Start of Entries

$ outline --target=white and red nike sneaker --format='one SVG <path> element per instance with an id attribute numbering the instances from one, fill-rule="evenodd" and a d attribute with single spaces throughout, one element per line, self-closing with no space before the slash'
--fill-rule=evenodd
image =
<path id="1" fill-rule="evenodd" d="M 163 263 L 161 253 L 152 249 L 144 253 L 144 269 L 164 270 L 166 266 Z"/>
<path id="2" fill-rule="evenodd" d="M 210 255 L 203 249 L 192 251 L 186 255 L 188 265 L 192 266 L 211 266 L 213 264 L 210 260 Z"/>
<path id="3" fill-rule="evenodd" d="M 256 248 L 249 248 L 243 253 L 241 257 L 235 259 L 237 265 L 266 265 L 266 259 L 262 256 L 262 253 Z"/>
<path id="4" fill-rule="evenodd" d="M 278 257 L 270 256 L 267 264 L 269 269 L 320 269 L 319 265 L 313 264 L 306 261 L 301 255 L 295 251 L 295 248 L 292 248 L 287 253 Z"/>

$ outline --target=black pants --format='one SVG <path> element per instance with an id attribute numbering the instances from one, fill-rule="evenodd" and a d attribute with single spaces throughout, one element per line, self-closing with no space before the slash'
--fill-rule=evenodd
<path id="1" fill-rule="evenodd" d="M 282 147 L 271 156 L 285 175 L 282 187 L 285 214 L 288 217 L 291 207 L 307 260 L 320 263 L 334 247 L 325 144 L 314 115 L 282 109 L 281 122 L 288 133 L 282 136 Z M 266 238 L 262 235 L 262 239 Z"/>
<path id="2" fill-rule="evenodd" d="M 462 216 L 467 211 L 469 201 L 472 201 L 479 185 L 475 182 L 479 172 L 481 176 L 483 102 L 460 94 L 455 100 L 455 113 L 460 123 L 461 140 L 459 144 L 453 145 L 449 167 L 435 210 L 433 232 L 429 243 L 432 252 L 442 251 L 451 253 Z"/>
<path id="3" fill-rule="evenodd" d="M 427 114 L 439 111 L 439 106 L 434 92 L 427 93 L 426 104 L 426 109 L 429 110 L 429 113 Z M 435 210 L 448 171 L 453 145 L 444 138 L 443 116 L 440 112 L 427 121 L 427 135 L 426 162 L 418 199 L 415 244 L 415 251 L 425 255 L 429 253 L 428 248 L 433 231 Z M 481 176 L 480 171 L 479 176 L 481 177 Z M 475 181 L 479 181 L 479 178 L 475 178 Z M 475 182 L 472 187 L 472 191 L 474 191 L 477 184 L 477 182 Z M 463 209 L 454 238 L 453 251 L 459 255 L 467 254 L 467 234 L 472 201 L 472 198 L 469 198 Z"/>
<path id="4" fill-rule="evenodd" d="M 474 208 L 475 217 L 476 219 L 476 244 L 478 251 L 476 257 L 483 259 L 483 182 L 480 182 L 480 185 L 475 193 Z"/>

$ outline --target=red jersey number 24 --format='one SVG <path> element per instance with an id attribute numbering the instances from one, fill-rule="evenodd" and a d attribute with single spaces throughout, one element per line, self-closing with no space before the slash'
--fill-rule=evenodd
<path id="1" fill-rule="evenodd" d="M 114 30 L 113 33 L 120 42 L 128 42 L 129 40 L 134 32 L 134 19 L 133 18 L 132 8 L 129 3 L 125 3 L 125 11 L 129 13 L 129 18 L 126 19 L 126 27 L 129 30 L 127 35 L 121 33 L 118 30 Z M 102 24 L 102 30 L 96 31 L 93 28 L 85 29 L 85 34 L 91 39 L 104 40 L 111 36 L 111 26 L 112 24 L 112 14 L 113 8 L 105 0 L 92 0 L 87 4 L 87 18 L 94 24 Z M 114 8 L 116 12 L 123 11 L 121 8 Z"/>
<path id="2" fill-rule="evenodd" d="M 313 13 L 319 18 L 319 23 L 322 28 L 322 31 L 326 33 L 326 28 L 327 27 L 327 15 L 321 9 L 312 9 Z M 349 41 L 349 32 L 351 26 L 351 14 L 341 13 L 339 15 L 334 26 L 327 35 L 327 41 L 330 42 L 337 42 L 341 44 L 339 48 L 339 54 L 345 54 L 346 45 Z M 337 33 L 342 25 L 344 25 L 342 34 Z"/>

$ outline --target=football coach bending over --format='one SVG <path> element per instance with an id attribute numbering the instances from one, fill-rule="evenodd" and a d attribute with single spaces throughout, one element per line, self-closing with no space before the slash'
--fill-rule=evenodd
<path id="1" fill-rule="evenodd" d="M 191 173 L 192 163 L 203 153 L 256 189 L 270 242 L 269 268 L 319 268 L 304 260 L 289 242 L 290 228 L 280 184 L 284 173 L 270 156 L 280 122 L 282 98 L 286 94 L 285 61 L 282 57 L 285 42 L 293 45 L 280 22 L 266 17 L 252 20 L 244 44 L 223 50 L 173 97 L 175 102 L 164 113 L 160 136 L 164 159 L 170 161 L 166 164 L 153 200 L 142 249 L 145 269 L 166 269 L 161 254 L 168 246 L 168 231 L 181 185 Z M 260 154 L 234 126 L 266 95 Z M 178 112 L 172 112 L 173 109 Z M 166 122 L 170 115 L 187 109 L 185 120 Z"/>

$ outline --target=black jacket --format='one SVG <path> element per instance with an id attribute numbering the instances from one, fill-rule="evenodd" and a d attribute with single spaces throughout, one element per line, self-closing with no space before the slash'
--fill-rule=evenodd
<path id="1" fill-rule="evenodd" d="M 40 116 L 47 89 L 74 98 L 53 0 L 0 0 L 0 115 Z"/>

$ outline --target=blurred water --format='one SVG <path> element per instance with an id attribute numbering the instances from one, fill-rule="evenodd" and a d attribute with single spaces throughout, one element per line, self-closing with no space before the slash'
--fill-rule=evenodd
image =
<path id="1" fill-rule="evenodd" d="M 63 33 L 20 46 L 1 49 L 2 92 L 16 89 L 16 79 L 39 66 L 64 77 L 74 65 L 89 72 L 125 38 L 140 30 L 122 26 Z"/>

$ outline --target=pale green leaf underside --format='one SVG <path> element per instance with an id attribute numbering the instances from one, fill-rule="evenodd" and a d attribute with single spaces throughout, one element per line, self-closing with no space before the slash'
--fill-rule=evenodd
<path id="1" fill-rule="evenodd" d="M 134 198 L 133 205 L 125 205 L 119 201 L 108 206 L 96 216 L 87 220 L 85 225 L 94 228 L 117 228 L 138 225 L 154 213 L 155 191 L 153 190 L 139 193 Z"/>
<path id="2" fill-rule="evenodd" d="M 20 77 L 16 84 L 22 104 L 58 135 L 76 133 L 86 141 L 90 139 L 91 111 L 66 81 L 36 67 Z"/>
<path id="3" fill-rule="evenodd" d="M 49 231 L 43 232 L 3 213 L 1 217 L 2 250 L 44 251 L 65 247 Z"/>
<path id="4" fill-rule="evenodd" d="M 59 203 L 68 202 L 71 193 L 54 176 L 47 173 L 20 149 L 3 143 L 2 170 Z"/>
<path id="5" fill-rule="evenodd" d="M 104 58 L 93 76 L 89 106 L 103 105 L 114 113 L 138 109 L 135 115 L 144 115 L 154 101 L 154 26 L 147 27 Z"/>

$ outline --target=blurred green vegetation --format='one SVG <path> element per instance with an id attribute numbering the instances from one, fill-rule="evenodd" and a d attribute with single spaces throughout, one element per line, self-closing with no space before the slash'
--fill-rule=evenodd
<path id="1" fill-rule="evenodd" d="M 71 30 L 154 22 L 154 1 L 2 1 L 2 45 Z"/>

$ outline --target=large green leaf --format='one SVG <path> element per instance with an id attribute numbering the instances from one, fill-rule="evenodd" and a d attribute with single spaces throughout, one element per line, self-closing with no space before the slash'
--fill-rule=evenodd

End of Entries

• **Requirements**:
Print again each line of the listing above, exactly as it appears.

• **Task result**:
$ outline --target=white and red nike sneaker --format='one SVG <path> element per instance with an id attribute numbering the instances from one, fill-rule="evenodd" and a d attribute with single spaces throughout, one element per line, self-closing with no space before the slash'
--fill-rule=evenodd
image =
<path id="1" fill-rule="evenodd" d="M 163 263 L 161 253 L 152 249 L 144 253 L 144 269 L 164 270 L 166 266 Z"/>
<path id="2" fill-rule="evenodd" d="M 210 255 L 203 249 L 192 251 L 186 255 L 188 265 L 192 266 L 211 266 L 213 264 L 210 260 Z"/>
<path id="3" fill-rule="evenodd" d="M 256 248 L 249 248 L 243 253 L 241 257 L 235 259 L 237 265 L 266 265 L 266 259 L 262 256 L 262 253 Z"/>
<path id="4" fill-rule="evenodd" d="M 278 257 L 270 256 L 267 264 L 269 269 L 320 269 L 319 265 L 313 264 L 306 261 L 301 255 L 295 251 L 295 248 L 292 248 L 287 253 Z"/>

$ outline --target=black pants --format='one SVG <path> element per instance with an id attribute numbering the instances from one, fill-rule="evenodd" and a d attribute with single spaces throughout, one element per line, self-closing with no space before the slash'
--fill-rule=evenodd
<path id="1" fill-rule="evenodd" d="M 282 147 L 271 156 L 285 175 L 282 187 L 285 214 L 288 217 L 291 207 L 307 260 L 320 263 L 334 247 L 325 144 L 314 115 L 282 109 L 281 122 L 288 133 L 282 136 Z M 266 238 L 262 235 L 262 239 Z"/>
<path id="2" fill-rule="evenodd" d="M 462 216 L 467 211 L 469 201 L 472 201 L 479 185 L 475 182 L 479 172 L 481 176 L 483 102 L 460 94 L 455 100 L 455 113 L 460 123 L 461 140 L 459 144 L 453 145 L 449 167 L 435 210 L 433 232 L 429 243 L 432 252 L 442 251 L 451 253 Z"/>
<path id="3" fill-rule="evenodd" d="M 427 114 L 439 111 L 439 106 L 434 92 L 427 93 L 426 104 L 426 109 L 429 110 L 429 113 Z M 435 210 L 448 171 L 453 145 L 444 138 L 443 116 L 440 112 L 427 121 L 427 135 L 426 162 L 418 199 L 415 244 L 415 251 L 425 255 L 429 253 L 428 248 L 433 231 Z M 481 176 L 480 171 L 479 176 L 481 177 Z M 475 181 L 479 181 L 479 178 L 475 178 Z M 475 182 L 472 187 L 472 191 L 474 191 L 477 184 L 477 182 Z M 463 209 L 454 238 L 453 251 L 459 255 L 467 254 L 467 234 L 472 201 L 472 198 L 469 198 Z"/>
<path id="4" fill-rule="evenodd" d="M 474 208 L 475 217 L 476 219 L 476 244 L 478 251 L 476 257 L 483 259 L 483 182 L 480 182 L 480 185 L 475 193 Z"/>

$ outline --target=red jersey number 24 --format='one SVG <path> element per instance with an id attribute numbering the instances from one, fill-rule="evenodd" and a d attribute with single spaces throughout, one element per line, self-closing with no space before the slash'
--fill-rule=evenodd
<path id="1" fill-rule="evenodd" d="M 114 30 L 113 33 L 120 42 L 128 42 L 129 40 L 134 32 L 134 19 L 133 18 L 132 8 L 129 3 L 125 3 L 125 11 L 129 13 L 129 18 L 126 19 L 126 27 L 129 30 L 127 35 L 121 33 L 118 30 Z M 102 24 L 102 30 L 96 31 L 93 28 L 85 29 L 85 34 L 91 39 L 104 40 L 111 36 L 111 26 L 112 24 L 112 14 L 113 8 L 105 0 L 92 0 L 87 4 L 87 18 L 94 24 Z M 114 8 L 116 12 L 123 11 L 121 8 Z"/>
<path id="2" fill-rule="evenodd" d="M 313 13 L 319 18 L 319 23 L 322 28 L 322 31 L 326 33 L 326 28 L 327 27 L 327 15 L 321 9 L 312 9 Z M 349 41 L 349 32 L 351 26 L 351 14 L 341 13 L 339 15 L 334 26 L 327 35 L 327 41 L 330 42 L 337 42 L 341 44 L 339 48 L 339 54 L 345 54 L 346 45 Z M 337 33 L 342 25 L 344 25 L 342 34 Z"/>

$ outline --target=football coach bending over --format='one SVG <path> element per instance with an id attribute numbering the instances from one, fill-rule="evenodd" and a d attribute with single spaces throughout, one element per line, self-closing with no space before the slash'
--fill-rule=evenodd
<path id="1" fill-rule="evenodd" d="M 191 173 L 192 163 L 203 153 L 256 189 L 270 242 L 269 268 L 319 268 L 304 260 L 289 242 L 290 228 L 280 184 L 284 173 L 270 156 L 280 122 L 282 98 L 286 94 L 285 61 L 282 57 L 285 42 L 293 45 L 280 22 L 266 17 L 252 20 L 244 44 L 223 50 L 173 97 L 175 102 L 164 113 L 160 136 L 164 159 L 170 161 L 166 164 L 153 200 L 142 249 L 145 269 L 166 269 L 161 254 L 168 246 L 168 231 L 181 185 Z M 260 154 L 234 126 L 266 95 Z M 178 112 L 172 112 L 173 109 Z M 166 122 L 170 115 L 187 109 L 185 120 Z"/>

$ outline --target=black jacket --format='one SVG <path> element per instance with an id attribute numbering the instances from one, fill-rule="evenodd" and a d attribute with single spaces throughout, one element per line, self-closing with no space before the slash'
--fill-rule=evenodd
<path id="1" fill-rule="evenodd" d="M 40 116 L 47 89 L 74 98 L 53 0 L 0 0 L 0 115 Z"/>

$ outline --target=blurred water --format='one SVG <path> element per instance with an id attribute numbering the instances from one, fill-rule="evenodd" and a d attribute with single spaces throughout, one element per line, self-closing with no space before the slash'
--fill-rule=evenodd
image =
<path id="1" fill-rule="evenodd" d="M 63 33 L 20 46 L 1 49 L 2 92 L 16 89 L 16 79 L 39 66 L 64 77 L 74 65 L 89 72 L 125 38 L 140 30 L 122 26 Z"/>

$ outline --target=pale green leaf underside --format='one SVG <path> element per instance with an id attribute numbering the instances from one, fill-rule="evenodd" and a d attribute with single spaces throughout, one element per line, self-closing with no space before the slash'
--fill-rule=evenodd
<path id="1" fill-rule="evenodd" d="M 134 198 L 133 205 L 125 205 L 119 201 L 108 206 L 96 216 L 87 220 L 85 225 L 94 228 L 117 228 L 138 225 L 154 213 L 155 191 L 153 190 L 139 193 Z"/>
<path id="2" fill-rule="evenodd" d="M 20 77 L 16 84 L 22 104 L 58 135 L 76 133 L 86 141 L 90 139 L 91 111 L 66 81 L 36 67 Z"/>
<path id="3" fill-rule="evenodd" d="M 49 231 L 43 232 L 3 213 L 1 217 L 2 250 L 44 251 L 65 247 Z"/>
<path id="4" fill-rule="evenodd" d="M 59 203 L 68 202 L 71 193 L 54 176 L 47 173 L 20 149 L 3 143 L 2 170 Z"/>
<path id="5" fill-rule="evenodd" d="M 104 58 L 93 76 L 89 106 L 103 105 L 114 113 L 138 109 L 135 115 L 144 115 L 154 101 L 154 26 L 147 27 Z"/>

$ outline --target=blurred green vegetation --format='one SVG <path> element per instance with an id attribute numbering the instances from one, fill-rule="evenodd" and a d attribute with single spaces throughout, one element per line, self-closing with no space before the slash'
--fill-rule=evenodd
<path id="1" fill-rule="evenodd" d="M 71 30 L 154 22 L 154 1 L 2 1 L 2 45 Z"/>

$ outline --target=large green leaf --format='one SVG <path> element per instance with an id attribute numbering the instances from one, fill-rule="evenodd" and a d attribute with single spaces throughout, one element per line, self-closing with no space before the slash'
--fill-rule=evenodd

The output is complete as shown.